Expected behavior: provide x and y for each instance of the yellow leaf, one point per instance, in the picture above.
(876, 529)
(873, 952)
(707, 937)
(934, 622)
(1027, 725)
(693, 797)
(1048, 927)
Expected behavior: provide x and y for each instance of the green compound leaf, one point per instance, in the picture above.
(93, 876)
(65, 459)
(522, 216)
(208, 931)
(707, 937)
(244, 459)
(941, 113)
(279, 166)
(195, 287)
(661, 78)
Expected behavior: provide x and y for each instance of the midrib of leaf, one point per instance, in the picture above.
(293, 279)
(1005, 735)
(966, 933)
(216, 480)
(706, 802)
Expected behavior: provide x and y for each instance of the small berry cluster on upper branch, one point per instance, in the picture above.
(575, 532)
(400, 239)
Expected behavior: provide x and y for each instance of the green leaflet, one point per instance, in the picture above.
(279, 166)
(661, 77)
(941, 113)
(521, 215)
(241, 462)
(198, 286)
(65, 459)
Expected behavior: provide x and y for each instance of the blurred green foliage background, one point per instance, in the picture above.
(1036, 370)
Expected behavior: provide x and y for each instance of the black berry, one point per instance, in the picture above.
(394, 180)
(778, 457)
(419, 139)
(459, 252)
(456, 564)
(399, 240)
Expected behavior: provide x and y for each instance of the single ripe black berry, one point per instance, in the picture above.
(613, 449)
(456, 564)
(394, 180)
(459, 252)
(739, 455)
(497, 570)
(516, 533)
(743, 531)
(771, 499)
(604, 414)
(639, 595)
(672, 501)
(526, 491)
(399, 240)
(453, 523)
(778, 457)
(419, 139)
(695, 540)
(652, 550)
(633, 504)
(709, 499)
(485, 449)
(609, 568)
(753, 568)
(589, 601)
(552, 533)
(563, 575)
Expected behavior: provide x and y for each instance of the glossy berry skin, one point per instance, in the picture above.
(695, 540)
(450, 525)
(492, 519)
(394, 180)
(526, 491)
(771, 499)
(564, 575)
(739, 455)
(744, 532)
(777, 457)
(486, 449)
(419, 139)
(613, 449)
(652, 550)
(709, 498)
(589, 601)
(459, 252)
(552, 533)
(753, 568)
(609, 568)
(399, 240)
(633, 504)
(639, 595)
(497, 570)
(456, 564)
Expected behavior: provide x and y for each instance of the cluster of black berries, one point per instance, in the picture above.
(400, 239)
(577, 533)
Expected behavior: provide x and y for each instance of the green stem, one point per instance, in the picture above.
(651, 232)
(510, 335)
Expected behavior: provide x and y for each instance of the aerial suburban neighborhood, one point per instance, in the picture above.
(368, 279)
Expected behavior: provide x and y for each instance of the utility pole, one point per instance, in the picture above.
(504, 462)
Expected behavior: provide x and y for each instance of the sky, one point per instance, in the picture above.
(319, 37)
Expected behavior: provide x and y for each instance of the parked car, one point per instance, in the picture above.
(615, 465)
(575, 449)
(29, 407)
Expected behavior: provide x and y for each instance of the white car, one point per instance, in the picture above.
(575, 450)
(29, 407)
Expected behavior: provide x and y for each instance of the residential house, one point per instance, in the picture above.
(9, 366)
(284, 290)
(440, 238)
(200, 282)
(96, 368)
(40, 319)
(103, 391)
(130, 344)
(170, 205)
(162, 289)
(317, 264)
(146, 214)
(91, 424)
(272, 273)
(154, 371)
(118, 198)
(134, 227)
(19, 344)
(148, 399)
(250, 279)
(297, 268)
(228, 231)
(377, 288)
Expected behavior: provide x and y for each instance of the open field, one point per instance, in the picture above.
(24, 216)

• • • • • • •

**Task directions**: Can you put all of the material above into a two-column CSV with the headers instruction and response, one row per request? Each row should hold the request's text and its answer, each in a single quoted field, with any line breaks replaced by spaces.

**Task response**:
instruction,response
"Expected behavior: provide x and y for each instance of the yellow leaf, one point per instance, in the picture above.","(876, 529) (873, 952) (707, 937) (934, 622) (1027, 725) (693, 797) (1048, 927)"
"Expected behavior: provide x and y for each instance of the green compound leaf, one point per instance, in the picture above.","(93, 876) (65, 459) (522, 216) (208, 931) (707, 937) (244, 459) (941, 113) (279, 166) (195, 287) (661, 78)"
"Expected behavior: provide x and y for each instance of the midrib of leaf, one point per instance, in the picture above.","(293, 279) (1005, 735) (966, 933) (216, 480) (706, 802)"
"Expected behavior: provide x and y for each instance of the small berry cluster on upper branch, one point per instance, in the picture above.","(575, 532) (400, 239)"
"Expected behavior: provide x and y for each instance of the green leaflet, one point per instance, in the picture above.","(279, 166) (661, 77) (941, 113) (521, 215) (241, 462) (198, 286) (65, 459)"
"Expected behavior: provide x and y for each instance of the blurred green foliage background, one point per instance, in the picture above.","(1036, 370)"
"Expected behavior: provide x and y for each instance of the black berry, one point per instance, in the picture above.","(394, 180) (778, 457) (419, 139) (459, 252) (456, 564) (399, 240)"
"Expected behavior: provide x and y for each instance of the single ripe black berry, one point per instance, in the picture above.","(613, 449) (456, 564) (394, 180) (459, 252) (739, 455) (497, 570) (516, 533) (743, 531) (771, 499) (604, 414) (639, 595) (672, 501) (526, 491) (399, 240) (453, 523) (778, 457) (419, 139) (695, 540) (652, 550) (633, 504) (709, 499) (485, 449) (609, 568) (753, 568) (589, 601) (552, 533) (563, 575)"
"Expected behavior: provide x and y for each instance of the glossy berry skin, one point per instance, in the picture above.","(695, 540) (450, 525) (492, 519) (394, 180) (526, 491) (771, 499) (564, 575) (739, 455) (744, 532) (777, 457) (486, 449) (419, 139) (613, 449) (652, 550) (709, 498) (589, 601) (459, 252) (552, 533) (753, 568) (609, 568) (399, 240) (633, 504) (639, 595) (497, 570) (456, 564)"
"Expected behavior: provide x and y for each instance of the cluster of black berries, one point per instance, in the picture above.","(400, 239) (577, 533)"
"Expected behavior: provide x and y for each instance of the green stem, one point per instance, in the picture above.","(651, 232) (510, 335)"
"Expected behavior: provide x and y for each instance of the aerial suburban neighborhood, one point per instance, in the picture above.","(368, 279)"
"Expected behavior: provide x and y for each instance of the utility pole, one point per instance, in the picture above.","(504, 462)"
"Expected behavior: provide x and y for each instance of the sky, one point per instance, in the picture above.","(319, 37)"
"Expected behavior: provide x and y for each instance of the parked car, one point per instance, in the picture above.","(615, 465) (575, 449) (29, 407)"
"Expected behavior: provide x and y for each instance of the white car, one point per instance, in the picture above.","(575, 450) (29, 407)"
"Expected behavior: provide x and y for each instance of the residential house, one point per instance, in the picture above.","(9, 366) (284, 290) (440, 238) (200, 282) (96, 368) (40, 319) (103, 391) (130, 344) (170, 205) (162, 289) (317, 264) (146, 214) (91, 424) (272, 273) (154, 371) (118, 198) (134, 227) (19, 344) (148, 399) (250, 279) (297, 268) (228, 231) (377, 288)"
"Expected behavior: provide x and y for each instance of the open field, one point per instance, in the picture above.","(24, 216)"